**Task instructions:** Determine how many lines in this listing contain the word "target" and report that number by itself.
——
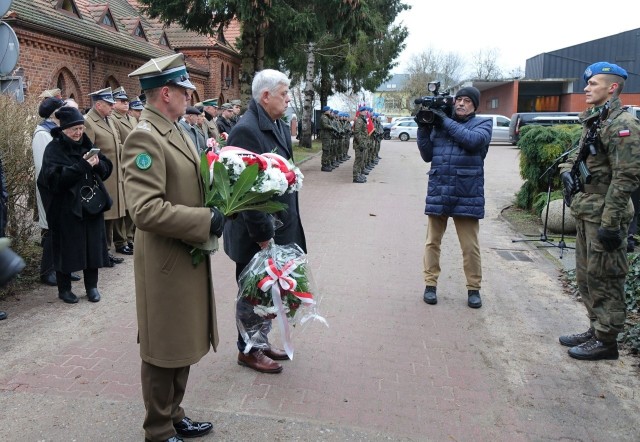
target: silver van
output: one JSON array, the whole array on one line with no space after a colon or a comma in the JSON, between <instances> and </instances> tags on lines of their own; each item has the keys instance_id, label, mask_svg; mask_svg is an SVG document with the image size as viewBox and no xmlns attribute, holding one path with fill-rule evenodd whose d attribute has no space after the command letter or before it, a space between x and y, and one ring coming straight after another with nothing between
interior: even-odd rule
<instances>
[{"instance_id":1,"label":"silver van","mask_svg":"<svg viewBox=\"0 0 640 442\"><path fill-rule=\"evenodd\" d=\"M511 119L504 115L497 114L478 114L478 117L491 118L493 121L493 131L491 133L492 143L508 143L509 142L509 124Z\"/></svg>"},{"instance_id":2,"label":"silver van","mask_svg":"<svg viewBox=\"0 0 640 442\"><path fill-rule=\"evenodd\" d=\"M514 146L520 139L520 129L528 124L553 126L556 124L578 124L580 112L518 112L511 116L509 142Z\"/></svg>"}]
</instances>

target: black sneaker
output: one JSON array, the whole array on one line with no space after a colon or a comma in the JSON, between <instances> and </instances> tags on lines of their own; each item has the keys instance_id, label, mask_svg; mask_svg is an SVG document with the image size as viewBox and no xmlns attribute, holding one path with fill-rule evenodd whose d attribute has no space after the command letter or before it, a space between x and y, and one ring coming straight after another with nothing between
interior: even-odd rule
<instances>
[{"instance_id":1,"label":"black sneaker","mask_svg":"<svg viewBox=\"0 0 640 442\"><path fill-rule=\"evenodd\" d=\"M569 349L569 356L584 361L598 361L601 359L618 359L618 343L602 342L596 338Z\"/></svg>"},{"instance_id":2,"label":"black sneaker","mask_svg":"<svg viewBox=\"0 0 640 442\"><path fill-rule=\"evenodd\" d=\"M593 327L590 327L589 330L584 333L576 333L575 335L563 335L560 336L558 340L560 341L560 344L564 345L565 347L575 347L577 345L584 344L592 338L595 338L595 336L596 331L593 329Z\"/></svg>"},{"instance_id":3,"label":"black sneaker","mask_svg":"<svg viewBox=\"0 0 640 442\"><path fill-rule=\"evenodd\" d=\"M436 288L434 286L428 285L424 288L424 294L422 295L422 299L427 304L437 304L438 296L436 295Z\"/></svg>"},{"instance_id":4,"label":"black sneaker","mask_svg":"<svg viewBox=\"0 0 640 442\"><path fill-rule=\"evenodd\" d=\"M213 429L213 424L211 422L194 422L185 417L177 424L173 424L173 428L176 429L179 436L190 438L208 434Z\"/></svg>"},{"instance_id":5,"label":"black sneaker","mask_svg":"<svg viewBox=\"0 0 640 442\"><path fill-rule=\"evenodd\" d=\"M482 307L482 299L480 298L480 290L467 291L467 305L471 308Z\"/></svg>"},{"instance_id":6,"label":"black sneaker","mask_svg":"<svg viewBox=\"0 0 640 442\"><path fill-rule=\"evenodd\" d=\"M367 180L365 180L362 175L358 175L357 177L353 178L353 182L354 183L366 183Z\"/></svg>"},{"instance_id":7,"label":"black sneaker","mask_svg":"<svg viewBox=\"0 0 640 442\"><path fill-rule=\"evenodd\" d=\"M320 168L320 171L322 172L331 172L333 169L331 168L331 166L322 166Z\"/></svg>"}]
</instances>

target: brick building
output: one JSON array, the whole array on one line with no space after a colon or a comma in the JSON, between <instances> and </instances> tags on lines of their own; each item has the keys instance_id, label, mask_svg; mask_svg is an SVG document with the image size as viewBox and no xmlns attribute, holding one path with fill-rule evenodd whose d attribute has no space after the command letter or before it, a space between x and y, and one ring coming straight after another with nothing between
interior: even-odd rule
<instances>
[{"instance_id":1,"label":"brick building","mask_svg":"<svg viewBox=\"0 0 640 442\"><path fill-rule=\"evenodd\" d=\"M22 77L25 95L58 87L81 108L90 106L90 92L108 86L138 95L130 72L150 58L183 52L197 87L194 103L239 97L238 23L202 36L165 27L138 6L136 0L14 0L3 20L18 37L14 76Z\"/></svg>"}]
</instances>

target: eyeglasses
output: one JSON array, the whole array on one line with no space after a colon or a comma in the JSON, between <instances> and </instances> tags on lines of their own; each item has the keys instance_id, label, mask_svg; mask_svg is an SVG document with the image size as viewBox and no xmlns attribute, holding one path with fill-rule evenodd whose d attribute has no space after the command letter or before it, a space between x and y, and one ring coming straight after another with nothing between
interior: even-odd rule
——
**Your response:** 4